[[ EXTRACTED DATA, beginning ]]
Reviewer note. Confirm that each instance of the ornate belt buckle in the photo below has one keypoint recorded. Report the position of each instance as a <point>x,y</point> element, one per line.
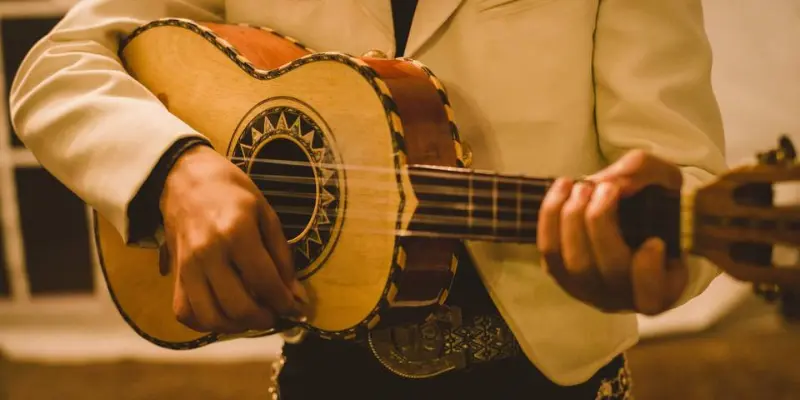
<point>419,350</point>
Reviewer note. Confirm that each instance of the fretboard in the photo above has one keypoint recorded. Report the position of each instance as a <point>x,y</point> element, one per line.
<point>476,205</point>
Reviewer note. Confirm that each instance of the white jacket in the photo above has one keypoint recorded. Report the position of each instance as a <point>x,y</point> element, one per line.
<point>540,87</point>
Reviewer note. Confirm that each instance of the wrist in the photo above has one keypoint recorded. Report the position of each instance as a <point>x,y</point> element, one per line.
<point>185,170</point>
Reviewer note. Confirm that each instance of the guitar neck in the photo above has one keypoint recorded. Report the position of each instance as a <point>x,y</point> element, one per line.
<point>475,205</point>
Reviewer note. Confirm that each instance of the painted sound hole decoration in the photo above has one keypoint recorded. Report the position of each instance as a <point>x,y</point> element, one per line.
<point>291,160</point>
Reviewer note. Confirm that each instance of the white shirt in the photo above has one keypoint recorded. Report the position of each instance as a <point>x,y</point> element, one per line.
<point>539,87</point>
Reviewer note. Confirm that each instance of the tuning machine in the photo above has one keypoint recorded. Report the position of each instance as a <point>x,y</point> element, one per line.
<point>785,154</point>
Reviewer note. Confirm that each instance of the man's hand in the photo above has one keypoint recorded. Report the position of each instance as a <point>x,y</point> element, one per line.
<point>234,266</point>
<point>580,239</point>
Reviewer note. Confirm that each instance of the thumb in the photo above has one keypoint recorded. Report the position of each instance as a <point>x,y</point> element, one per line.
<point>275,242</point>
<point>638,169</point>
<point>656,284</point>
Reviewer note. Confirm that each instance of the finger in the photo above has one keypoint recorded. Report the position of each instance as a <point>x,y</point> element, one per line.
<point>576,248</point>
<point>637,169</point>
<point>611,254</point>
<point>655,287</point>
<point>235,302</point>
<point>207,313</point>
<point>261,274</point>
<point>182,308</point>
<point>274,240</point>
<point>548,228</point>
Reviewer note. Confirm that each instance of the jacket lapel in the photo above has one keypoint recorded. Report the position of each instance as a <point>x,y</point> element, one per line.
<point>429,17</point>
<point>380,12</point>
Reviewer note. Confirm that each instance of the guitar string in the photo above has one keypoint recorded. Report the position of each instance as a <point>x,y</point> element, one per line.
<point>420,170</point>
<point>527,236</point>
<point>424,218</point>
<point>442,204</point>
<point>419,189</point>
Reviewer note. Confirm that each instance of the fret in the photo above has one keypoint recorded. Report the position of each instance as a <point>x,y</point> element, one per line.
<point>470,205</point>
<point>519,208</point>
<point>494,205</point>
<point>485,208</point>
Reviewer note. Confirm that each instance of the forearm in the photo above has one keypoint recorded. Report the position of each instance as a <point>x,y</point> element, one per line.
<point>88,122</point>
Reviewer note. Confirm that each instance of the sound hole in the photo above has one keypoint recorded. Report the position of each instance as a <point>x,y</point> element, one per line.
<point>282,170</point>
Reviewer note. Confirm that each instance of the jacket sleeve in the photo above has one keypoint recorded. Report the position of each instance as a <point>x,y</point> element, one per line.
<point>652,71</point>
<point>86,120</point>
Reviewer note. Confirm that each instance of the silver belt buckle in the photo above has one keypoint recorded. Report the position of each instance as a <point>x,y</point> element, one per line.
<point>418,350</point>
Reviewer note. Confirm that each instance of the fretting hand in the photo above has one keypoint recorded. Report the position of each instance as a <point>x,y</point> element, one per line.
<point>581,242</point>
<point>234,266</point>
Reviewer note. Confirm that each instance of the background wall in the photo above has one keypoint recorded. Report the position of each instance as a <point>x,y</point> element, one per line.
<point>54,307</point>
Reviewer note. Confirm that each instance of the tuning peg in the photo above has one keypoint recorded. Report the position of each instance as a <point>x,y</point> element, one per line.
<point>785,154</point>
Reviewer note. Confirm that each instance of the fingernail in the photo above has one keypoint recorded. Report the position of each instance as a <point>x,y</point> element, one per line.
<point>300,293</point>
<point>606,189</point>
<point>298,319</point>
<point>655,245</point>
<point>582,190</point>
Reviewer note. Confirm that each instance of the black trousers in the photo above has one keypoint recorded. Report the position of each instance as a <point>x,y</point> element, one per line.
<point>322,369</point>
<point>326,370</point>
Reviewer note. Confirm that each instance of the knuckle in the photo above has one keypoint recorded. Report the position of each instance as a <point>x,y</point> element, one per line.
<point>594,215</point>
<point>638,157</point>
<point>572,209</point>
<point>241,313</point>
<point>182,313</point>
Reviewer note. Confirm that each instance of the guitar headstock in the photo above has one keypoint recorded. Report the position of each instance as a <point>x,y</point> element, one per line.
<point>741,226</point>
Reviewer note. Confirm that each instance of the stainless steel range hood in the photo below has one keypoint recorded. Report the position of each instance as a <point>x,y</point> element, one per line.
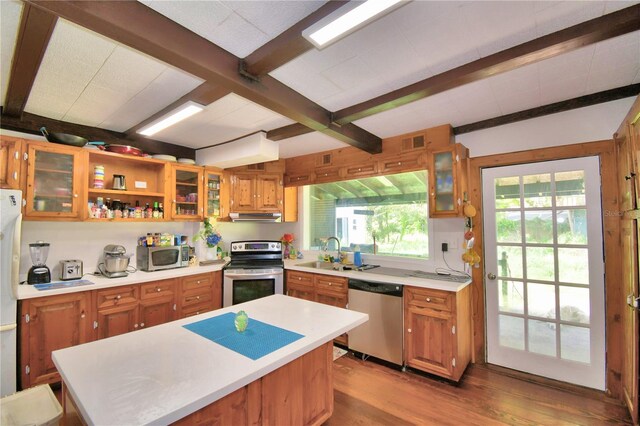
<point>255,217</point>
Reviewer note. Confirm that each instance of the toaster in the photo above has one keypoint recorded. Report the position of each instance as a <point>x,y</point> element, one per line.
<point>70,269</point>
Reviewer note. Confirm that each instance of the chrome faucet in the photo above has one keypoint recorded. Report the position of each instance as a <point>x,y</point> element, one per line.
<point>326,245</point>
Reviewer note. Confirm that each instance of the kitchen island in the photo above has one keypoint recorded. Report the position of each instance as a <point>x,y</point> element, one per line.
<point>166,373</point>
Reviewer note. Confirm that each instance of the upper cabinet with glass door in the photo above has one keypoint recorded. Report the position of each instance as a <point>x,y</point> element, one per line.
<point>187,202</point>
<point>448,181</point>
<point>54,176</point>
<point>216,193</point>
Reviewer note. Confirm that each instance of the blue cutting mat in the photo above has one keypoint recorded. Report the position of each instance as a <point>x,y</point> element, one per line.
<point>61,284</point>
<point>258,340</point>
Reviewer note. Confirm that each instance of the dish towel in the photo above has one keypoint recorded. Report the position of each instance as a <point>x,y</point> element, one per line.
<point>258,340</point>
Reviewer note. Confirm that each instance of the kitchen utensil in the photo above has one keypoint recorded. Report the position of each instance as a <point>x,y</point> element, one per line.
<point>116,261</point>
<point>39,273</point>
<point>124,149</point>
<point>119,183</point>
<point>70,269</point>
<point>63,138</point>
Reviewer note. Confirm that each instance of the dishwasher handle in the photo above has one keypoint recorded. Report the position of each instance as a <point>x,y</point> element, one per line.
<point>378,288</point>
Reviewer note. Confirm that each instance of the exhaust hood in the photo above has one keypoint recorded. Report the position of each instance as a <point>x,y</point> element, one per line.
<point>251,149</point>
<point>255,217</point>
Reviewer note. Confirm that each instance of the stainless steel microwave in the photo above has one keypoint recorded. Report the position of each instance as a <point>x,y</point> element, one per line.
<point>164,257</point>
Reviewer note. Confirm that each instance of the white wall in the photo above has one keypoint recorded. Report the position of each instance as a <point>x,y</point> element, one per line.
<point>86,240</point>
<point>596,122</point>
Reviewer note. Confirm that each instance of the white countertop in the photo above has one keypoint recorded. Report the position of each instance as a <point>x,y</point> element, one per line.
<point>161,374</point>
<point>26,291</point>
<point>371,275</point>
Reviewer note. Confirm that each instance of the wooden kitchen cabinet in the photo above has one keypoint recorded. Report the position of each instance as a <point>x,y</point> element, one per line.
[[ EXTRACTED DATA, end ]]
* _TASK_
Exact copy, no pictures: reproduce the whole listing above.

* _EXPECTED ANSWER_
Reviewer note. Confirm that each instance of the ornate belt buckle in the photo below has one keypoint recorded. Report the position of each instance as a <point>x,y</point> element, one per line.
<point>419,350</point>
Reviewer note. Confirm that each instance of the fretboard in the photo above has one keypoint recorded. Report the position of each instance as a <point>x,y</point> element, one per line.
<point>476,205</point>
Reviewer note. Confirm that each instance of the white jacket in the photo above has one keypoint recorded. Report the position of each instance as a <point>x,y</point> element, one per line.
<point>540,87</point>
Reviewer note. Confirm that each instance of the wrist in the photo above has one keypoint recorded. Report the position of each instance as a <point>x,y</point> element, one per line.
<point>185,170</point>
Reviewer note. Confirm that each instance of the guitar neck in the photo above has one keypoint recorded. Report the position of each instance as a <point>x,y</point> element, one per line.
<point>475,205</point>
Reviewer note. Confirm that each instance of the painted sound hole decoration in the photo above has one keypoint recorded. Report the position of each instance as a <point>x,y</point> element, one per line.
<point>291,160</point>
Reviewer note. Confirm that each instance of the white shirt in the photo above has one keypoint recorded. Report the position of each instance as a <point>x,y</point> element, one per line.
<point>539,87</point>
Reviewer note. Confirm that each instance of the tuning machine in the photo above has one keypoint recorded. Report the position of each instance as a <point>x,y</point> element, one per line.
<point>785,154</point>
Reviewer note. Confirm that each instance of the man's hand in the photo above has one keypoint recorded. Report the position of each instance as a <point>x,y</point> element, one per line.
<point>234,266</point>
<point>580,239</point>
Reviewer note. Confirm that each instance of the thumb in the photo above has one keypoint recorded. Report the position of each instance as a <point>x,y</point> element, one per line.
<point>275,242</point>
<point>638,169</point>
<point>656,284</point>
Reviewer note. Confirm that each instance of the finger in the photo above has one keypoint recorded. Report the position of each instance as a <point>x,y</point> element, one per line.
<point>576,248</point>
<point>637,169</point>
<point>611,254</point>
<point>655,287</point>
<point>235,302</point>
<point>207,313</point>
<point>261,274</point>
<point>182,308</point>
<point>274,240</point>
<point>548,228</point>
Reviewer note. Confirm that each instance of the jacket lapel in the photo above has one keypoint recorded. Report the position of each instance as a <point>x,y</point> element, one per line.
<point>429,17</point>
<point>380,12</point>
Reviewer note. Confirm that each instance of the guitar string in the photo above has one keypoint recorded. Report the position of each instance as a <point>x,y</point> element, one per line.
<point>420,170</point>
<point>527,236</point>
<point>424,218</point>
<point>442,204</point>
<point>419,189</point>
Reviewer note. Confirm that each instance of the fret in the photo above has one keypoint recorded. Report the position of each instance as a <point>x,y</point> element, one per line.
<point>470,205</point>
<point>519,208</point>
<point>494,205</point>
<point>485,208</point>
Reviewer note. Confirm that each instance of the forearm in the photo above has one keypoint recorded. Report the position of each instance as a <point>x,y</point> element, one per line.
<point>88,122</point>
Reviewer note. Confirm that each instance of the sound hole in the photo above has one keypoint recorded. Report the position of each instance as a <point>x,y</point> element, one per line.
<point>282,170</point>
Reviewer note. Confirm that each instance of the jacket sleeve in the photo above has one keypoint recorded. Report the position of each instance as a <point>x,y</point> element, one per line.
<point>652,71</point>
<point>86,120</point>
Reviewer note. Confirm that each instance of the silver belt buckle in the photo above has one keypoint recorded. Report the position of each instance as a <point>x,y</point> element, one per line.
<point>418,350</point>
Reviewer note. Confirm that each instance of the fretting hand in the photo above has one keypoint recorded. Report the position of each instance as a <point>x,y</point> element, one per line.
<point>581,242</point>
<point>234,266</point>
Reviewer note. Confirm that each instance of the background wall in the photo above has one keypoint recorded. Report the position of each instance as a <point>x,y</point> element, one per line.
<point>54,307</point>
Reviewer note. Confirm that each instance of the tuning peg in the photo above has one keypoint recorded. Report the position of each instance as a <point>x,y</point> element, one per line.
<point>785,154</point>
Reviewer note. Confirm that each instance of the fingernail in the photo above has one keypoint recorded. Report the position of each instance as a <point>x,y</point> element, one per line.
<point>300,293</point>
<point>606,189</point>
<point>298,319</point>
<point>655,245</point>
<point>582,190</point>
Reviewer note. Confirm that each instance of the black trousers in the photo above has one keypoint recorded. Report the position of each instance as a <point>x,y</point> element, one per line.
<point>322,369</point>
<point>326,370</point>
Reviewer note. Confirm that each instance of the knuckle in the photo above has one keypoint recorded. Report the position of each instance as a <point>x,y</point> element, one per line.
<point>594,215</point>
<point>638,157</point>
<point>572,209</point>
<point>241,313</point>
<point>182,313</point>
Reviewer note. Confirm that each instance of the guitar headstock in the photo above has one keypoint recorded. Report the position of each instance as a <point>x,y</point> element, one per line.
<point>741,226</point>
Reviewer note. Confirm that each instance of the stainless steel range hood in the photo below has one keypoint recorded. Report the position of each instance as a <point>x,y</point> element, one per line.
<point>255,217</point>
Reviewer note. Confirm that each instance of the toaster in the photo above has one keypoint recorded. Report the position of each instance as a <point>x,y</point> element, one per line.
<point>70,269</point>
Reviewer note. Confirm that each instance of the chrome faucet in the photo above has one keypoint recorded. Report the position of each instance as a <point>x,y</point> element, one per line.
<point>326,245</point>
Reviewer note. Confirm that each instance of the kitchen island in the photo above has one keypoint recorded. Report the position of each instance as a <point>x,y</point> element, one per line.
<point>166,373</point>
Reviewer note. Confirm that each instance of the upper cabinet with glass door in the photo above has one keypoint recorded. Report the position of each instance as a <point>x,y</point> element, one per line.
<point>187,202</point>
<point>448,181</point>
<point>54,176</point>
<point>216,193</point>
Reviewer note. Confirm that each instance of the blue cutting mat in the photo above has one keypoint recorded. Report the position of each instance as a <point>x,y</point> element, one per line.
<point>61,284</point>
<point>258,340</point>
Reviewer note. Confirm that each instance of the dish towel in the photo above has one keypoint recorded. Report the position of each instance as a <point>x,y</point> element, one per line.
<point>258,340</point>
Reviewer note. Confirm that each instance of the kitchen utensil in the photo above has one keypoint recorded. Report the position of each instance as a <point>x,y</point> element, one per line.
<point>116,261</point>
<point>39,273</point>
<point>124,149</point>
<point>119,183</point>
<point>70,269</point>
<point>63,138</point>
Reviewer note. Confirm that each instance of the dishwasher handle in the photo above has one keypoint recorded. Report the position of each instance as a <point>x,y</point> element, one per line.
<point>378,288</point>
Reviewer note. Confirm that each instance of the exhaust hood in the photo above has one keypoint recorded. Report the position of each instance as a <point>x,y</point> element, one per line.
<point>251,149</point>
<point>255,217</point>
Reviewer note. Confirm that each instance of the stainless steel microwave in the photo above has one keypoint recorded. Report the position of each instance as a <point>x,y</point> element, one per line.
<point>164,257</point>
Reviewer note. Confirm that each instance of the white wall in the photo above has one keypoint recorded. Report the position of each instance as a <point>x,y</point> element, one per line.
<point>86,240</point>
<point>596,122</point>
Reviewer note. Confirm that each instance of the white countertop in the photo above has one keypoint recorded. Report the position of each instance as a <point>x,y</point> element, one per line.
<point>161,374</point>
<point>26,291</point>
<point>371,275</point>
Reviewer note. Confirm that each instance of the wooden kitchen cabinet in the photo above has one keypoint recorded. Report the position of each instance as a <point>x,y</point> element, one per line.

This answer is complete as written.